| Exercise instructions |
Any picture in the listing is left out of the copy; all else is duplicated exactly.
START Provided data
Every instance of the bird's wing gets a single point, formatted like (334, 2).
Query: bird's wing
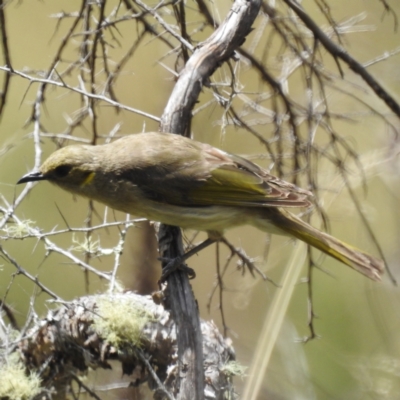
(201, 175)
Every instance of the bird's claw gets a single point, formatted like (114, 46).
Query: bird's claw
(175, 264)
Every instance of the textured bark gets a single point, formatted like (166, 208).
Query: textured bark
(206, 58)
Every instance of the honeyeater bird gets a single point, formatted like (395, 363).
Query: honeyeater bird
(182, 182)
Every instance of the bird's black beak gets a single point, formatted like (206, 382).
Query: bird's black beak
(32, 177)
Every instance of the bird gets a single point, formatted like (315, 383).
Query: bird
(179, 181)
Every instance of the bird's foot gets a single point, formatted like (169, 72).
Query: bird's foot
(175, 264)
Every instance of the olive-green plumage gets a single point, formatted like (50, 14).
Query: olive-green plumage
(178, 181)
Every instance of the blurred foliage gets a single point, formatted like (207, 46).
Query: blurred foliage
(89, 72)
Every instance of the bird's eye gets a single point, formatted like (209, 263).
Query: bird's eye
(62, 170)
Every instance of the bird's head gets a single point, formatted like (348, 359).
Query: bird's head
(72, 168)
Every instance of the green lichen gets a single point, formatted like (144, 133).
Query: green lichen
(15, 384)
(120, 322)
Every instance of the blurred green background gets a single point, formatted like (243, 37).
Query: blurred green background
(357, 354)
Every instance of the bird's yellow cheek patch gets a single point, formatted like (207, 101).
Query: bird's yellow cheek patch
(88, 179)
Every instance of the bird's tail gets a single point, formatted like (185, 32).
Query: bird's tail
(354, 258)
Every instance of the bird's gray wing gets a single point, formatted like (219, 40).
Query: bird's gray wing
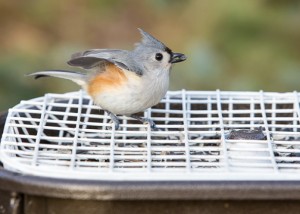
(92, 58)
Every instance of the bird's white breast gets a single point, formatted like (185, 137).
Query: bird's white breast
(132, 93)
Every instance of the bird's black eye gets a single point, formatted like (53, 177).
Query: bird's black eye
(158, 56)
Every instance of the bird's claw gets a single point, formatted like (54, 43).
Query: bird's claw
(150, 122)
(114, 119)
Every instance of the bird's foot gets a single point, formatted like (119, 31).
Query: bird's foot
(114, 119)
(145, 120)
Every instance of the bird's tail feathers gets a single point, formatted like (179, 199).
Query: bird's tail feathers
(77, 77)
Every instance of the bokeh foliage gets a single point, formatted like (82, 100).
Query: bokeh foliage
END Provided data
| Exercise result |
Every instance of the bird's wing gets a single point, formatted like (334, 2).
Query: bird's wing
(201, 175)
Every instance of the bird's claw gets a single point, formatted like (114, 46).
Query: bird's claw
(175, 264)
Every instance of the textured bark gets a single point, formatted like (166, 208).
Query: textured bark
(206, 58)
Every instance of the honeyeater bird gets a single point, formatted like (395, 363).
Query: honeyeater bird
(182, 182)
Every instance of the bird's black beak gets a single point, formatted like (206, 382).
Query: bird's black beak
(32, 177)
Every instance of the bird gets a single point, formatted like (315, 383).
Query: bird
(179, 181)
Every instance of the bird's foot gets a single point, formatted like (169, 72).
Query: bird's foot
(175, 264)
Every instance of the olive-green plumage gets a single point, formatted like (50, 14).
Query: olive-green plumage
(178, 181)
Every instance of the blurred foliage gets a single point, formatted like (207, 46).
Query: blurred foliage
(89, 72)
Every instance of the bird's eye gets a single point, formatted like (209, 263).
Query: bird's eye
(62, 170)
Every instance of the bird's head gets a single point, formatted like (348, 359).
Query: bird's head
(72, 168)
Every instance of the green lichen gets a single point, formatted like (144, 133).
Query: green lichen
(15, 384)
(120, 322)
Every instance of the blurred green background gets a single point, formatted like (243, 37).
Query: blurred green background
(357, 354)
Every instance of the bird's yellow cheek patch gets a single point, formatted like (207, 101).
Query: bird's yellow cheek patch
(88, 179)
Every instance of the bird's tail gets a single point, formatted like (185, 32).
Query: bird's tail
(354, 258)
Every instance of the bird's gray wing gets a single point, formatted like (219, 40).
Query: bird's gray wing
(92, 58)
Every instance of the bird's white breast gets a single point, formatted like (185, 137).
Query: bird's white breast
(132, 93)
Every instance of the bird's black eye gets a single point, formatted like (53, 177).
Query: bird's black eye
(158, 56)
Every instance of the bird's claw gets a single point, formatted like (54, 43).
Query: bird's claw
(150, 122)
(114, 119)
Every instance of the bird's foot gets a single point, formatted like (119, 31).
Query: bird's foot
(114, 119)
(145, 120)
Every instance of the bird's tail feathers gets a single point, formatted like (179, 199).
Query: bird's tail feathers
(77, 77)
Every instance of the bokeh foliage gets a single point, formatted like (82, 100).
Query: bokeh foliage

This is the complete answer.